-- Start The records --

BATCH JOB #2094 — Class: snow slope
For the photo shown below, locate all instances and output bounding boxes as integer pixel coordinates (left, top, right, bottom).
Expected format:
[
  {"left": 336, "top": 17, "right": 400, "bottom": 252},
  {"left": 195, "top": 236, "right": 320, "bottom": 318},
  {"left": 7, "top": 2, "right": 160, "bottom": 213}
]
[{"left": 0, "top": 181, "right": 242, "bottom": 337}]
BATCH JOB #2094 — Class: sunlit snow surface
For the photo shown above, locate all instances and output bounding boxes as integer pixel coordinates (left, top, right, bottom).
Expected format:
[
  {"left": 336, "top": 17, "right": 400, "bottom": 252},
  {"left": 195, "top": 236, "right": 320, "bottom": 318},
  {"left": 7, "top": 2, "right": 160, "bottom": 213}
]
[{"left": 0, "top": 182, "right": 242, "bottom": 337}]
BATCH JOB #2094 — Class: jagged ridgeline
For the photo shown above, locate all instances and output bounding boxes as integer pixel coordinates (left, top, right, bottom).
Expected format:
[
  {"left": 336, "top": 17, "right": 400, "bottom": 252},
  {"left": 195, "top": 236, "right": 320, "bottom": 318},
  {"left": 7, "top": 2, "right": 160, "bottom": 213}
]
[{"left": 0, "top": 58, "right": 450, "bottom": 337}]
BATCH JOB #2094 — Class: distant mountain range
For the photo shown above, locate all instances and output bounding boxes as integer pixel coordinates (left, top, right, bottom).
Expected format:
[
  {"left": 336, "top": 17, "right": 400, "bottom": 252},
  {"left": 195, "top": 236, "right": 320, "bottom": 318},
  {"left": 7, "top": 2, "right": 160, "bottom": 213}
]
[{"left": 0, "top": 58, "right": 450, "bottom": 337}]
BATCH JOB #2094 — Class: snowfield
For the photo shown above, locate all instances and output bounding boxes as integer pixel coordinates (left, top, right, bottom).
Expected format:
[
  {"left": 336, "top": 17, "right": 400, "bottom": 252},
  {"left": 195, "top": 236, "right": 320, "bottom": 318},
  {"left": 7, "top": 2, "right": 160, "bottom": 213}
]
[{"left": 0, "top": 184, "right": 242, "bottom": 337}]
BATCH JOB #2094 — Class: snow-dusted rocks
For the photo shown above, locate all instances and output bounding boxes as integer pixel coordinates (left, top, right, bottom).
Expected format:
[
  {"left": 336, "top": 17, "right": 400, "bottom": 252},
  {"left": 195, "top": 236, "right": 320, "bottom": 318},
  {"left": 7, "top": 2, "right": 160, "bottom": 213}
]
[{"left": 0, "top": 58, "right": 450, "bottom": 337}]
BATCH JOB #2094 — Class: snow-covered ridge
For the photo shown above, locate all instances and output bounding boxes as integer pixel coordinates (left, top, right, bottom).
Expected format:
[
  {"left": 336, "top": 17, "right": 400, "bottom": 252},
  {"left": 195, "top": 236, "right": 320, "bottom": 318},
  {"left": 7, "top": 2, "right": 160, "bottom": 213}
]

-- End The records --

Work to do |
Copy the lines above word for word, from start to finish.

Exercise result |
BATCH JOB #2094 — Class: snow slope
For the photo shown below, locate all instances and output bounding boxes as integer pixel coordinates (left, top, right, bottom).
Expected format:
[
  {"left": 336, "top": 17, "right": 400, "bottom": 252},
  {"left": 195, "top": 236, "right": 320, "bottom": 318},
  {"left": 7, "top": 2, "right": 160, "bottom": 213}
]
[{"left": 0, "top": 181, "right": 242, "bottom": 337}]
BATCH JOB #2094 — Class: sunlit snow surface
For the photo shown above, locate all instances and output bounding boxes as integer pixel coordinates (left, top, right, bottom).
Expected format:
[
  {"left": 336, "top": 17, "right": 400, "bottom": 252},
  {"left": 195, "top": 236, "right": 320, "bottom": 318},
  {"left": 7, "top": 2, "right": 160, "bottom": 213}
]
[{"left": 0, "top": 182, "right": 242, "bottom": 337}]
BATCH JOB #2094 — Class: jagged ridgeline
For the photo shown above, locate all instances and output bounding boxes as integer pixel coordinates (left, top, right, bottom).
Expected format:
[
  {"left": 336, "top": 17, "right": 400, "bottom": 252},
  {"left": 195, "top": 236, "right": 320, "bottom": 318},
  {"left": 7, "top": 2, "right": 160, "bottom": 213}
]
[{"left": 0, "top": 58, "right": 450, "bottom": 337}]
BATCH JOB #2094 — Class: distant mountain range
For the photo shown above, locate all instances and output bounding boxes as integer pixel coordinates (left, top, right, bottom).
Expected format:
[
  {"left": 336, "top": 17, "right": 400, "bottom": 252},
  {"left": 195, "top": 236, "right": 320, "bottom": 318},
  {"left": 7, "top": 2, "right": 160, "bottom": 213}
]
[{"left": 0, "top": 58, "right": 450, "bottom": 337}]
BATCH JOB #2094 — Class: snowfield
For the photo shown above, locate all instances and output bounding boxes as integer pixel coordinates (left, top, right, bottom).
Expected format:
[
  {"left": 336, "top": 17, "right": 400, "bottom": 252},
  {"left": 195, "top": 236, "right": 320, "bottom": 318},
  {"left": 7, "top": 2, "right": 160, "bottom": 213}
]
[{"left": 0, "top": 184, "right": 242, "bottom": 337}]
BATCH JOB #2094 — Class: snow-dusted rocks
For the photo shown above, locate all instances and output bounding boxes as integer pixel coordinates (left, top, right, bottom).
Expected format:
[
  {"left": 336, "top": 17, "right": 400, "bottom": 252},
  {"left": 195, "top": 236, "right": 320, "bottom": 318},
  {"left": 7, "top": 2, "right": 160, "bottom": 213}
]
[{"left": 0, "top": 58, "right": 450, "bottom": 337}]
BATCH JOB #2094 — Class: snow-covered ridge
For the photo shown above, locate all instances and output bounding boxes as integer pixel coordinates (left, top, right, bottom).
Expected format:
[
  {"left": 336, "top": 17, "right": 400, "bottom": 252},
  {"left": 195, "top": 236, "right": 320, "bottom": 318},
  {"left": 7, "top": 2, "right": 160, "bottom": 213}
]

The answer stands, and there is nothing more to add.